__RAW DATA__
= = = = =

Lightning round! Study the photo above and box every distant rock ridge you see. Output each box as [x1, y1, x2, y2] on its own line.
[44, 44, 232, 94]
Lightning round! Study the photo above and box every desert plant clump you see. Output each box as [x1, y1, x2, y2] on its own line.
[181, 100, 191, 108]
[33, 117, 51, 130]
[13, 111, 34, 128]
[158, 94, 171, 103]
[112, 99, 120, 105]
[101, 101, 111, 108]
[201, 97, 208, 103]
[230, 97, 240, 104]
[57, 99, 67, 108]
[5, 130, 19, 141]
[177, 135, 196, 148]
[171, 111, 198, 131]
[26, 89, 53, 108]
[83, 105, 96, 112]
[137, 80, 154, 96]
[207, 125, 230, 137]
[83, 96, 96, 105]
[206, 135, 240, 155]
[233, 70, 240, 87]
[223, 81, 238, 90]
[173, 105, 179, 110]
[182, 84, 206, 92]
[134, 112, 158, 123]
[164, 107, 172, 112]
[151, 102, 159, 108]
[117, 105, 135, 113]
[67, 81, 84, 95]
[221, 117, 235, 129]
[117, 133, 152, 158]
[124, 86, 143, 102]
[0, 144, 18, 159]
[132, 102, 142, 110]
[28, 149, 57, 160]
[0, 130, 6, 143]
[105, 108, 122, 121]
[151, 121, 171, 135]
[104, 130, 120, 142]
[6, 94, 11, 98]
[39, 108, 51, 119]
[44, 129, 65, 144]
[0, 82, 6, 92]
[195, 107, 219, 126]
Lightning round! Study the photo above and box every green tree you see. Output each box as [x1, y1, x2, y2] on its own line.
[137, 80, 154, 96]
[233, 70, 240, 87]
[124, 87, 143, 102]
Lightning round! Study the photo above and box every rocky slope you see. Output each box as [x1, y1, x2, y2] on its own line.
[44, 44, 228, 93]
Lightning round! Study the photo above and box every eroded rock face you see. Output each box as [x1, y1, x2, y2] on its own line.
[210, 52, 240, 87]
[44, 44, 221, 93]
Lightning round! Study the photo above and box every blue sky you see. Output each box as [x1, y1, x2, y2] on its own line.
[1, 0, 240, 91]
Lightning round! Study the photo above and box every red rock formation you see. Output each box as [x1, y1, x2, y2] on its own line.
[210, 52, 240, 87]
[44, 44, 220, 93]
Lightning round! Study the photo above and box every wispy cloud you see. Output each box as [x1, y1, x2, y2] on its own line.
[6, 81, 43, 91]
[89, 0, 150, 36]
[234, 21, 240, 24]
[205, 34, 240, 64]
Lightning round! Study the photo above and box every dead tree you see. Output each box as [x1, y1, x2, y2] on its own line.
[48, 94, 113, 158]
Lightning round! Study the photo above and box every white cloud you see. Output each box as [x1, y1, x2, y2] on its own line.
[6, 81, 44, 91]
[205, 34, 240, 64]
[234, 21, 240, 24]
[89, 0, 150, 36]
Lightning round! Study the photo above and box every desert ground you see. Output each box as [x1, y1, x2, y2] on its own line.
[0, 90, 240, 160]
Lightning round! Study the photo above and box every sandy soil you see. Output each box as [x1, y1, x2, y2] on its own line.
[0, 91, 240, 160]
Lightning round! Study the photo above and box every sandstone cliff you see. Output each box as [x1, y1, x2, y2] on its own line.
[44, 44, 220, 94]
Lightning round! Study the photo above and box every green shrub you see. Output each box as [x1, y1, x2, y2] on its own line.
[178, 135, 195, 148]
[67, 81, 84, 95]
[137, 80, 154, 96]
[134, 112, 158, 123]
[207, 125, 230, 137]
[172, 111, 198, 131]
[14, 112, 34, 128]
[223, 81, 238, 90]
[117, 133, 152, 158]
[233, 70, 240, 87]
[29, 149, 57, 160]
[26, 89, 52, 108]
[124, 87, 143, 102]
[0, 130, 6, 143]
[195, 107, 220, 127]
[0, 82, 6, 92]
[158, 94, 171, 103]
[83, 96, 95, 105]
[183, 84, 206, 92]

= = = = =

__TASK BRIEF__
Whatever the entries say, repeat all of them exactly.

__TASK OUTPUT__
Lightning round! Study the photo above and box every distant rock ridge you see. Output each box as [x1, y1, x2, y2] on its own line.
[44, 44, 232, 94]
Lightning round! Study the photo above and box every desert plant clump you see. Output each box as [x1, y1, x2, y2] on its own line.
[181, 100, 191, 108]
[33, 117, 51, 130]
[13, 111, 34, 128]
[158, 94, 171, 103]
[112, 99, 120, 105]
[101, 101, 111, 108]
[201, 97, 208, 103]
[230, 97, 240, 104]
[57, 99, 67, 108]
[5, 130, 19, 141]
[177, 135, 196, 148]
[171, 111, 198, 131]
[26, 89, 53, 108]
[83, 105, 96, 112]
[137, 80, 154, 96]
[207, 125, 230, 137]
[83, 96, 96, 105]
[206, 135, 240, 155]
[233, 70, 240, 87]
[223, 81, 238, 90]
[173, 105, 179, 110]
[182, 84, 206, 92]
[134, 112, 158, 123]
[164, 107, 172, 112]
[151, 102, 159, 108]
[117, 105, 135, 113]
[67, 81, 84, 95]
[221, 117, 235, 129]
[117, 133, 152, 158]
[124, 86, 143, 102]
[0, 144, 18, 159]
[132, 102, 142, 110]
[28, 149, 57, 160]
[0, 130, 6, 143]
[105, 108, 122, 121]
[151, 121, 171, 135]
[104, 130, 120, 142]
[6, 94, 11, 98]
[39, 108, 51, 119]
[44, 129, 65, 144]
[0, 82, 6, 92]
[195, 107, 219, 126]
Lightning round! Study the photo above and box every green tree you see. Output each box as [x1, y1, x2, y2] on its own line.
[137, 80, 154, 96]
[233, 70, 240, 87]
[124, 87, 143, 102]
Lightning round! Study the photo above and box every rocky slope you see. Output each box as [x1, y1, x2, y2] on its own line.
[44, 44, 228, 93]
Lightning round! Study the photo above and box every eroded rock face you see. Output each box as [x1, y1, x2, y2] on its own line.
[210, 52, 240, 87]
[44, 44, 221, 93]
Lightning round! Study the photo above and box every blue sky you see. Output each box as [x1, y1, x2, y2] on its own line.
[1, 0, 240, 91]
Lightning round! Study the photo above and box every red rock formation you see. Output each box as [x1, y1, x2, y2] on its own line.
[210, 52, 240, 87]
[44, 44, 220, 93]
Lightning round! Study the photo above and box every wispy cloud you see. Output each box as [x1, y1, x2, y2] on its own line.
[6, 81, 43, 91]
[89, 0, 150, 36]
[234, 21, 240, 24]
[205, 34, 240, 64]
Lightning round! Study the photo above and box every dead tree you see. Output each box as [x1, y1, x2, y2] on its own line.
[48, 94, 113, 158]
Lightning round! Study the photo above and box every white cloud you see. Output each box as [x1, y1, x2, y2] on its own line.
[6, 81, 44, 91]
[205, 34, 240, 64]
[234, 21, 240, 24]
[89, 0, 150, 36]
Lightning round! Study the photo above and box every desert ground you see. Output each box as [x1, y1, x2, y2] on its own line.
[0, 90, 240, 160]
Lightning round! Study the photo above and box every sandy soil you see. Output each box as [x1, y1, x2, y2] on its own line.
[0, 91, 240, 160]
Lightning round! Study the photo above and box every sandstone cliff you see. Output each box as [x1, y1, x2, y2] on its own line.
[44, 44, 220, 94]
Lightning round! Study the photo above and box every green shrub you see. Output each box as [x1, y1, x2, y2] on its own line.
[178, 135, 195, 148]
[67, 81, 84, 95]
[137, 80, 154, 96]
[134, 112, 158, 123]
[207, 125, 230, 137]
[172, 111, 198, 131]
[14, 112, 34, 128]
[223, 81, 238, 90]
[117, 133, 152, 158]
[233, 70, 240, 87]
[29, 149, 57, 160]
[26, 89, 52, 108]
[124, 87, 143, 102]
[0, 130, 6, 143]
[195, 107, 220, 127]
[0, 82, 6, 92]
[158, 94, 171, 103]
[83, 96, 95, 105]
[183, 84, 206, 92]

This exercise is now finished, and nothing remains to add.